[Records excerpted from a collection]
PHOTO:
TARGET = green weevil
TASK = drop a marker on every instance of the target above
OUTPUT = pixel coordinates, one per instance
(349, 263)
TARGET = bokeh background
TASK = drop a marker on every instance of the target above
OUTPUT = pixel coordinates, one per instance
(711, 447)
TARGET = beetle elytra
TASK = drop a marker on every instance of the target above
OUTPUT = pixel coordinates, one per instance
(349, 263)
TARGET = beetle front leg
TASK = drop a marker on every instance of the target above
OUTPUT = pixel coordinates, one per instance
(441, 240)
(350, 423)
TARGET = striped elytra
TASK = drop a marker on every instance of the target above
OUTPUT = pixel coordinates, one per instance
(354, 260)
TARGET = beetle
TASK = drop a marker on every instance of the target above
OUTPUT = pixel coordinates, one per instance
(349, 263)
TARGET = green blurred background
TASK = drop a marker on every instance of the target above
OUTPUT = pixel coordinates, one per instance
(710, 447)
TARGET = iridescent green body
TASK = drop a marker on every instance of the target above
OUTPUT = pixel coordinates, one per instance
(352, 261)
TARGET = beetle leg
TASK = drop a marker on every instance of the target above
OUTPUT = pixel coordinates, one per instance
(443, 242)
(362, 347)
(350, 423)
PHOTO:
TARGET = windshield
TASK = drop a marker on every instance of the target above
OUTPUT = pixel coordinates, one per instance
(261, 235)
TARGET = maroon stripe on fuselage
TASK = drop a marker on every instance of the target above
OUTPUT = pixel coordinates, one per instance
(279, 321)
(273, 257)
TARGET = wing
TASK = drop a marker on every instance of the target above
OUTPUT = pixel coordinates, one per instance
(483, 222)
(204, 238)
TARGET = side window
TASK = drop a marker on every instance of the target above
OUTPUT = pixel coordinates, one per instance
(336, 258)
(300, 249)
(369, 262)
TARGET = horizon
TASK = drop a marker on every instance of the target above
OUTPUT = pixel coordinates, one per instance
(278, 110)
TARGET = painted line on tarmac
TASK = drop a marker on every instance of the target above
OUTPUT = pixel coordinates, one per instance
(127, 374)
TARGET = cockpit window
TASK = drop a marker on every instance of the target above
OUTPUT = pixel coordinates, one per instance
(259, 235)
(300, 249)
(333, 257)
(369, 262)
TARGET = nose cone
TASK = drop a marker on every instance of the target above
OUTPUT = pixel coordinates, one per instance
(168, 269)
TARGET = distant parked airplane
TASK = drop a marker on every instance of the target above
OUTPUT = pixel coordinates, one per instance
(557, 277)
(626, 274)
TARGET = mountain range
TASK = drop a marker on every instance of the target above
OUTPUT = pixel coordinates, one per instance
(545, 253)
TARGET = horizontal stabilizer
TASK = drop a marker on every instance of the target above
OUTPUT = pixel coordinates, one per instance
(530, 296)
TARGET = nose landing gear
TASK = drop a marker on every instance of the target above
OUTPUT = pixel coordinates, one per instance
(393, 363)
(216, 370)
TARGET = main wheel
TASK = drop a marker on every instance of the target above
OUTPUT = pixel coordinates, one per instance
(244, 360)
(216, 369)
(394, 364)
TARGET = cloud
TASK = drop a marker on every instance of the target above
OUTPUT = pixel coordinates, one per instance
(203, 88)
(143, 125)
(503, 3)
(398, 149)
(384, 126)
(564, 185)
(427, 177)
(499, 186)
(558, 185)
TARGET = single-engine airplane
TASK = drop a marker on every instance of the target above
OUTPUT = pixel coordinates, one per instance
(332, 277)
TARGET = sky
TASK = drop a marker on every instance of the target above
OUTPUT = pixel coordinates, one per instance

* **What you are asked to do**:
In full and without error, retype the entries above.

* **Problem solution**:
PHOTO:
TARGET = green weevil
TASK = drop a marker on every instance of the target above
OUTPUT = pixel coordinates, one per instance
(349, 263)
TARGET = bokeh background
TASK = drop a marker on every instance of the target above
OUTPUT = pixel coordinates, one per instance
(711, 447)
TARGET = beetle elytra
TASK = drop a marker on every instance of the target above
OUTPUT = pixel coordinates, one per instance
(349, 263)
TARGET = beetle front leg
TASK = drop a marker on every instance of the target above
OUTPUT = pixel coordinates, one per instance
(441, 240)
(350, 423)
TARGET = striped elytra
TASK = drop a marker on every instance of the target above
OUTPUT = pixel coordinates, one per instance
(354, 260)
TARGET = beetle
TASK = drop a marker on every instance of the target above
OUTPUT = pixel coordinates, one per instance
(349, 263)
TARGET = green blurred background
TASK = drop a marker on every instance of the target above
OUTPUT = pixel coordinates, one per instance
(710, 447)
TARGET = iridescent green body
TASK = drop a marker on every instance of the target above
OUTPUT = pixel coordinates, one per instance
(352, 261)
TARGET = beetle leg
TASK = drop a marker on every instance of the target above
OUTPUT = pixel coordinates, one per instance
(443, 242)
(362, 347)
(350, 423)
PHOTO:
TARGET = windshield
TASK = drop a marker on every instance of the target above
OUTPUT = pixel coordinates, one per instance
(261, 235)
TARGET = maroon stripe on fuselage
TASK = drop a marker on every instance of the target above
OUTPUT = pixel coordinates, one per instance
(279, 321)
(273, 257)
TARGET = wing
TASK = drop a marker on every instance of the target above
OUTPUT = pixel coordinates, one per instance
(483, 222)
(204, 238)
TARGET = side window
TASK = drop a marker on every instance of the target above
OUTPUT = pixel coordinates, one per instance
(336, 258)
(300, 249)
(369, 262)
TARGET = horizon
TASK = drop a marker on every instance of the target above
OUTPUT = pixel coordinates, one per instance
(278, 110)
TARGET = painted line on tarmac
TASK = drop a marker on every instance of the target above
OUTPUT = pixel coordinates, one per instance
(127, 374)
TARGET = cockpit window
TASK = drop a marker on every instance of the target above
OUTPUT = pixel coordinates, one per instance
(259, 235)
(300, 249)
(333, 257)
(369, 262)
TARGET = nose cone
TASK = drop a marker on every instance of the target above
OUTPUT = pixel coordinates, one per instance
(168, 269)
TARGET = distant parked airplane
TASK = drop a marker on every instance of the target above
OUTPUT = pixel coordinates, one per instance
(557, 277)
(626, 274)
TARGET = mountain range
TASK = drop a marker on every instance of the target above
OUTPUT = pixel coordinates, one per instance
(545, 253)
TARGET = horizontal stabilizer
TASK = drop a marker on every instance of the target above
OUTPUT = pixel coordinates, one per instance
(530, 296)
TARGET = nose landing gear
TASK = drop a marker on every instance of the target above
OUTPUT = pixel coordinates, one per instance
(393, 363)
(216, 370)
TARGET = main wheel
TASK = drop a marker on every instance of the target above
OUTPUT = pixel coordinates, one per instance
(244, 360)
(216, 369)
(394, 364)
TARGET = cloud
TASK = drop a marker on every instance of the target above
OUTPUT = pixel coordinates, one per instance
(203, 88)
(143, 125)
(503, 3)
(398, 149)
(384, 126)
(564, 185)
(427, 177)
(499, 186)
(558, 185)
TARGET = single-engine airplane
TASK = drop a marker on every instance of the target above
OUTPUT = pixel coordinates, one per instance
(332, 277)
TARGET = sky
TASK = drop a marker on every instance of the target above
OUTPUT = pixel coordinates, one per instance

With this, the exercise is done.